Quote every line as written. Omit pictures.

• [Provided material]
'''

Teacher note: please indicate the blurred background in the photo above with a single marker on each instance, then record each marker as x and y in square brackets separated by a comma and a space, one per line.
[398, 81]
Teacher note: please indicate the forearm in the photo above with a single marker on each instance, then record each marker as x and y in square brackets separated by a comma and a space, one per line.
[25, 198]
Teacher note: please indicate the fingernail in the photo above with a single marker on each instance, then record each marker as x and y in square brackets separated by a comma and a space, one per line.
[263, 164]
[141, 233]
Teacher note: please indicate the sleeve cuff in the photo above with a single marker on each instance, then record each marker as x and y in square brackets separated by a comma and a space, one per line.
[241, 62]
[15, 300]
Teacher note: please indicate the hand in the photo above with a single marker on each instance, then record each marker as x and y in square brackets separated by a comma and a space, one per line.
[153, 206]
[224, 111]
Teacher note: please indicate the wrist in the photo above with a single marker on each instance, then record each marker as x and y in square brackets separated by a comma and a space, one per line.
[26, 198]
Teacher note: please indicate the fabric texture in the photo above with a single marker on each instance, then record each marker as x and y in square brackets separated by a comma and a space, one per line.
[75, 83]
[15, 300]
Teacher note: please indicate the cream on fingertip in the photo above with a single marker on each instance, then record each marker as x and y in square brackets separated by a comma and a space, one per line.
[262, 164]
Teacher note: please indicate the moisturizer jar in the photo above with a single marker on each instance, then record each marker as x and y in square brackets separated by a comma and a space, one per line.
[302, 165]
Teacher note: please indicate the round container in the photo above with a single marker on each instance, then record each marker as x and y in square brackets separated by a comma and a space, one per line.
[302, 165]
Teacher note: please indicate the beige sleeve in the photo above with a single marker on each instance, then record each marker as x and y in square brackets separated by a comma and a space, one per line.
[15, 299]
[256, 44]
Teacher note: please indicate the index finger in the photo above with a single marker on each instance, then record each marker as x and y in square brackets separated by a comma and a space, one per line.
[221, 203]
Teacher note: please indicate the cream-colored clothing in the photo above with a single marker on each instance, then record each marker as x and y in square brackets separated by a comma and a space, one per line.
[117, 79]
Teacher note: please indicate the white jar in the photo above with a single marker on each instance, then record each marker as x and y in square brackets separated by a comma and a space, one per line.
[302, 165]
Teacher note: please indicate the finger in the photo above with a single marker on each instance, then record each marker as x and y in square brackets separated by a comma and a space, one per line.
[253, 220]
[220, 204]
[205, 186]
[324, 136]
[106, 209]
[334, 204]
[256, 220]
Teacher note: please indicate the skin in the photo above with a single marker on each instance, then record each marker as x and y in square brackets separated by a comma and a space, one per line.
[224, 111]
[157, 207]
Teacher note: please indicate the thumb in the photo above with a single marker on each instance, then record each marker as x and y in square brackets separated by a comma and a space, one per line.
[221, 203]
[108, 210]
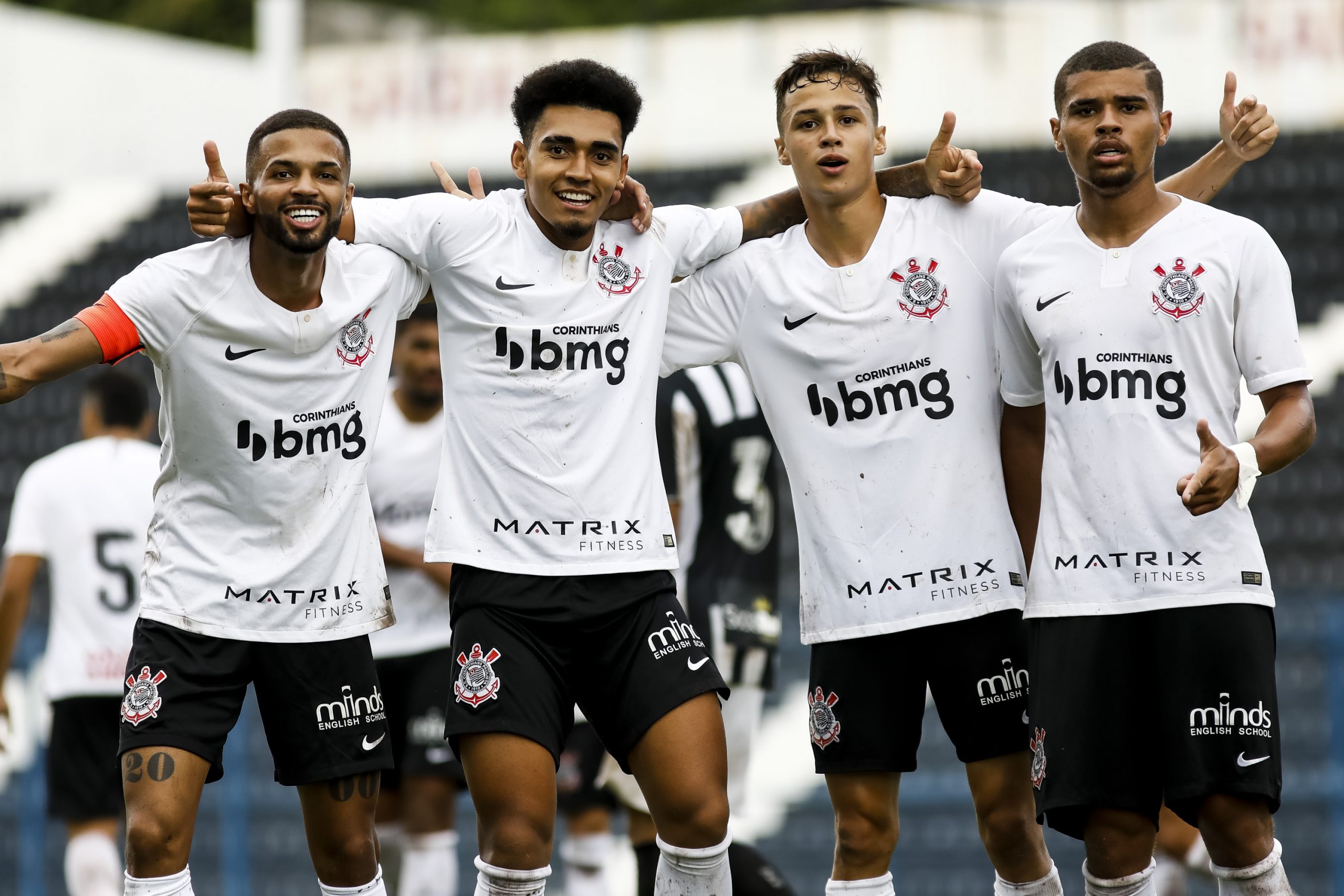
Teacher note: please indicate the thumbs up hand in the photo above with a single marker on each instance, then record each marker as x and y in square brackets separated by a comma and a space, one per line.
[952, 171]
[214, 202]
[1209, 488]
[1246, 127]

'''

• [Result of this task]
Teacher note: please indicate the blurred background in the photo above with a single marker on each instance, then record each marker as x and y in square brackets separated by a comma and a space, one per line.
[398, 81]
Teacher note: please indicate the forearm in the photo above with a single marker on each instance, then record each marker as x and y in square brackets separated by a comma and a space, one per line.
[25, 198]
Teacher note: please indicate the fingernail in the photo above with a single marker on each instance, then record each marker as x and y in square brackets separated by a comma and a space, one per line.
[263, 164]
[141, 233]
Teacher note: please indicate the sleeve cuff in the photo above with a single marker on each instance, then record each marker as x and y in square brackets separated by a comma and a space, one per line.
[241, 62]
[15, 300]
Teacher note: please indicate the hand in the photo above with a single marker on each instance, then record each marker as x and y in square brackets separated by a comma and a space, one per line.
[153, 206]
[224, 111]
Teacher note: please indicate the wrist in the photo above with a single marker on each instance, then record each marker as x and y in square brackets separated by a comma and a space, one per line.
[26, 198]
Teacher note: please indicate the fabric texture in the photo above with a single marker on each instance, then record each marker as x and y in square brackets separated by a comma and a space, one per line.
[75, 83]
[15, 300]
Teacher note: please indicate the cream on fingertip in the photo above with a single marker on each instance, then record each marker as x and y in square brackets separated by a comma and a space, one per line.
[262, 164]
Teacher note: please indicate the moisturizer jar in the photo above with a single marker on each instance, then record each marker as x and y in square brackets separated by a comma and a space, one per line.
[302, 165]
Teacher note: please indicate the round container in the photo above with a single marker on each instance, then record each marker as x and y in square brackets separated by a comma and a space, one per line.
[302, 165]
Teacher note: please indicate the beige sleeve in the photo above with a single marker on each instance, then record each marker as x and y in square brackets separated by a comma and a space, one per line.
[15, 299]
[256, 44]
Teacher note: please indicate the index finger in the photo above with a single marker on each instance, then record each marker as x and y in square brackets separated by a comma and a space, one per line.
[221, 203]
Teacher note: please indicate the cream-colored clothing in the photo above with a single marker on each instance, then record each marker as x and y in square brackets separated by a comma and a space, one per line.
[117, 79]
Teacher note: please indicate the white jar in the photo above with a single marker on each instance, then record each marker as x and y in square brackets separated by a comma and a space, one per line.
[302, 165]
Teacher note: please indicate the finger in the photo above with a single marker on each instance, then record each marker as x and y in square brackets separated by a comma and a space, one per line.
[253, 220]
[220, 204]
[205, 186]
[324, 136]
[106, 209]
[334, 204]
[256, 220]
Teacher note: please indicate the skin in the photo above with a single marker on each instance, then record each marker as x and y in square brackets separated by a comma and a space, one per line.
[224, 111]
[157, 207]
Teacher note: please indicate the thumb in the photo above with a single marker on each instance, then record each marker as x and y in square brackets separated by a comma and a space, one per line.
[221, 203]
[108, 210]
Teacher note: please indicate the thumbs up hand in the photo above with a single marker on each instance, then record each marker as x and y in square brackets separated by a comma and a space, one per line.
[952, 171]
[214, 202]
[1209, 488]
[1246, 127]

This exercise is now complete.